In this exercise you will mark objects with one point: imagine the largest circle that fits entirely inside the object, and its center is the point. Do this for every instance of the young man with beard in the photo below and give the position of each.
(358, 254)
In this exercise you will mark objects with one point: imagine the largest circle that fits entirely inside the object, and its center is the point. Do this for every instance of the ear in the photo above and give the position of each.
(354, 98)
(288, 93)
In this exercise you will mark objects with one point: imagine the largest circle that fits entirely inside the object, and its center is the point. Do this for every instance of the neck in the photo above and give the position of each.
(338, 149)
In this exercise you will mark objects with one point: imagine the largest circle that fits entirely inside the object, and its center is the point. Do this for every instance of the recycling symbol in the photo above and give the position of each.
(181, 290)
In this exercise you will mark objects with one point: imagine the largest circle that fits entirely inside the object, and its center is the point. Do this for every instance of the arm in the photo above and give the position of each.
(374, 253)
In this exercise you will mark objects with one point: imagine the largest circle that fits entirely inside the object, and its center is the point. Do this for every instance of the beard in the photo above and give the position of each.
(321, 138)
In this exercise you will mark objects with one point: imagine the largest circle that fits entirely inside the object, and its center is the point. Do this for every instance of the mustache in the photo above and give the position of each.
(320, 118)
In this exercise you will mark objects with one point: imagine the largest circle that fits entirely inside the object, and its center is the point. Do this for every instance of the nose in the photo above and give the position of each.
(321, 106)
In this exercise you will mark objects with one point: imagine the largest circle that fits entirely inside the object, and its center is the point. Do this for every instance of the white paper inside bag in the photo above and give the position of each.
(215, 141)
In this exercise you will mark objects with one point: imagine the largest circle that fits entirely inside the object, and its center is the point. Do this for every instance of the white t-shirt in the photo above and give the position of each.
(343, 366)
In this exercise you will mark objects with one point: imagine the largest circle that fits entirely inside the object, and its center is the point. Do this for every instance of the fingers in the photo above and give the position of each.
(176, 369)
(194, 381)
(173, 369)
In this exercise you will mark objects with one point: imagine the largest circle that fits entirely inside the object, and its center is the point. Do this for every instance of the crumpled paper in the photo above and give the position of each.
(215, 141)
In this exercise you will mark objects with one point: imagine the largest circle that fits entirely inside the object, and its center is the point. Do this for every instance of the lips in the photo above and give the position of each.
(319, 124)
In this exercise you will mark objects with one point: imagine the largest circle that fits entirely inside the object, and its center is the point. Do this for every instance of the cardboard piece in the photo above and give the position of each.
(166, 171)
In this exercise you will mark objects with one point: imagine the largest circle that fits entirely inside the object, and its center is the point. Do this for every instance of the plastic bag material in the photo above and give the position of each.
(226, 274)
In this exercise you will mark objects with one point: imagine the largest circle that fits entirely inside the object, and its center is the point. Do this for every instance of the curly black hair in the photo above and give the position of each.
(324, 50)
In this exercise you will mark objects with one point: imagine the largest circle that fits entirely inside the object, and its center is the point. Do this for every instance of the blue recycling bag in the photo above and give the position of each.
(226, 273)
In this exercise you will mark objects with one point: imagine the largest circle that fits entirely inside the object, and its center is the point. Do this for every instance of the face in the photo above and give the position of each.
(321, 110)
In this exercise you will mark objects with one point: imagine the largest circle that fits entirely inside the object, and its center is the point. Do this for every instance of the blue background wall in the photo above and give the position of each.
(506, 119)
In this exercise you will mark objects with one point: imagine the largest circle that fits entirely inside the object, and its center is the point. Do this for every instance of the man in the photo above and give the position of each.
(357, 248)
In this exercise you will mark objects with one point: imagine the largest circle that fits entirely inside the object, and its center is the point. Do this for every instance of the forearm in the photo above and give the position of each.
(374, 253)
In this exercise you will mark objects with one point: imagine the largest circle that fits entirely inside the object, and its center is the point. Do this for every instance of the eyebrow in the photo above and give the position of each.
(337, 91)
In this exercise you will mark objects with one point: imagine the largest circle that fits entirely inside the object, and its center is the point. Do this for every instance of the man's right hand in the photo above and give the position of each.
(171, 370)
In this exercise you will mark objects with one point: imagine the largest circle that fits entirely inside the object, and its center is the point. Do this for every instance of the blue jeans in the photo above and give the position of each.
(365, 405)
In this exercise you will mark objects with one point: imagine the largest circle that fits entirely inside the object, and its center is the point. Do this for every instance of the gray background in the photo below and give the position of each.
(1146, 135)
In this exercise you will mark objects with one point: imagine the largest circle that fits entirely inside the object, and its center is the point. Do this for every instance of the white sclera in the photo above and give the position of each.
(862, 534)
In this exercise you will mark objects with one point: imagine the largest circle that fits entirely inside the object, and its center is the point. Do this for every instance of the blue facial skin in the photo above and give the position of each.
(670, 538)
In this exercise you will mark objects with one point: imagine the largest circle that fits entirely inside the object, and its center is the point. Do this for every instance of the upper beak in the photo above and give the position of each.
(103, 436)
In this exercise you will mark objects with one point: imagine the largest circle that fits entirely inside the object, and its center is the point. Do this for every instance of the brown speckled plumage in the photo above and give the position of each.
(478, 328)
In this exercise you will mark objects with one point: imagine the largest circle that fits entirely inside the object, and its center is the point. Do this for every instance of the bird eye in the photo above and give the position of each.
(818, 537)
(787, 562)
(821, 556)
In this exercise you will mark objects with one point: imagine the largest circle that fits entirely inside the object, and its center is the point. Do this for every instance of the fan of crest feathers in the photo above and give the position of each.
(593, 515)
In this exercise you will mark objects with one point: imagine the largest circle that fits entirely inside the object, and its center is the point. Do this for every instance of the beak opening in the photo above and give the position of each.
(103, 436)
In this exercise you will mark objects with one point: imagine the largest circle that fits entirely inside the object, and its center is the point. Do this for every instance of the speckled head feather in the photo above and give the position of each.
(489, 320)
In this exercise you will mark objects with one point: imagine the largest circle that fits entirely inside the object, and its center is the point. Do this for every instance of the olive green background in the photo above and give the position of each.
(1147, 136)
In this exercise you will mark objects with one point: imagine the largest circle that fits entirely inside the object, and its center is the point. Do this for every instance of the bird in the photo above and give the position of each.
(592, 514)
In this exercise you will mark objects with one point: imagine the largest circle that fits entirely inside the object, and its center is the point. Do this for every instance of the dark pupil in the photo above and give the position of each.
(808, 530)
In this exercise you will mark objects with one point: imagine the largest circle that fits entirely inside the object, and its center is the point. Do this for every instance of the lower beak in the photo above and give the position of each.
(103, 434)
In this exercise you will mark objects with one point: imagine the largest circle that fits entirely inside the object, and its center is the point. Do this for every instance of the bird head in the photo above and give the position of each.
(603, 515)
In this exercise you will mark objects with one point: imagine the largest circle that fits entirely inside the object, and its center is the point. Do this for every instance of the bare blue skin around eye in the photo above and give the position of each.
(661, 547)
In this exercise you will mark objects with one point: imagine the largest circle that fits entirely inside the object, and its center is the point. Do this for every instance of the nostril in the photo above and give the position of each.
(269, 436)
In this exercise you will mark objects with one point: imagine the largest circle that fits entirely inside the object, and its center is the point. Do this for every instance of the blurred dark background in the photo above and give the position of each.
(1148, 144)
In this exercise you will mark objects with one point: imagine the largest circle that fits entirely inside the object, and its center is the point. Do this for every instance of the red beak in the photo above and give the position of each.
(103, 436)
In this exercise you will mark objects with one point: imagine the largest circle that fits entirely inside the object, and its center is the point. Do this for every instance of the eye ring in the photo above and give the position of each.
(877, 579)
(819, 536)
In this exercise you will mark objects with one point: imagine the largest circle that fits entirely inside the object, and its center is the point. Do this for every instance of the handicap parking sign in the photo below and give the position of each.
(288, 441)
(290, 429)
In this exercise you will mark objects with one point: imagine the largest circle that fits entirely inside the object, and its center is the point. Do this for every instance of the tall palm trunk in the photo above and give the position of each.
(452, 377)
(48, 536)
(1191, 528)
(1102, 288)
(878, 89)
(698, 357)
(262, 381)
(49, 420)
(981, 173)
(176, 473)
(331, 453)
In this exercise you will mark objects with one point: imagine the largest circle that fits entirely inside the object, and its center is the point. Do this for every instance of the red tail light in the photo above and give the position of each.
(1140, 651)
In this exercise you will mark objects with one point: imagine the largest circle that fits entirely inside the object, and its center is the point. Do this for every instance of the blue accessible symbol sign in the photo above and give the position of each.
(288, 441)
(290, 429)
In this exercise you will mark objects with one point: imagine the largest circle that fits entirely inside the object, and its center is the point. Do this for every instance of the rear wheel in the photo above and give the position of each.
++++
> What the exercise asks:
Could you copy the records again, starting at the line that contains "of the tall" and ending with the last of the records, with "rear wheel" renamed to "back wheel" and everything else left the same?

> Task result:
In this exercise you will mark objects with one point: imagine the largest circle that fits entirely inside the object, and its center is the point. Do this for every instance of the tall palm trunk in the photo above and give the position of each.
(452, 377)
(48, 536)
(1191, 528)
(1102, 288)
(878, 89)
(698, 357)
(262, 381)
(49, 420)
(981, 173)
(176, 473)
(331, 453)
In this exercise you will mark objects with one point: imagine the largest circle that fits entirely inside the object, and its center is the point. Do this for every instance of the red tail light in the photo above and give the position of each.
(1140, 651)
In this exercise you will mark objects with one point: imagine the largest circle that fits entirely inside the object, and its center is the point. Do this for every instance of the blue accessible symbol sign in the photo above and give the position of each.
(288, 441)
(290, 429)
In this exercise you will mark objects with one point: imagine the largest circle that fits entirely inside the object, and its center is the point. Do this for every instance of the back wheel in the photo above and give the position of each.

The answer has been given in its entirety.